**TASK PROMPT**
Retype exactly the lines from the one holding "Need: a point" through the final line of the data, both included.

**STORED DATA**
════════
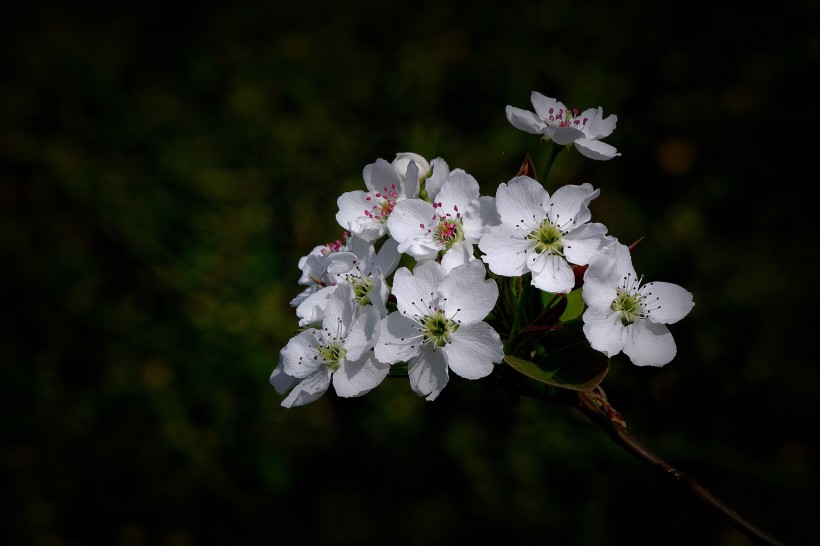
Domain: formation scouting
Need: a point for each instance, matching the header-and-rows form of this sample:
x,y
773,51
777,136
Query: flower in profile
════════
**THE ANSWER**
Need: a point for each instance, matching the header-and-rows form of this sample:
x,y
773,51
777,136
Query: flower in profile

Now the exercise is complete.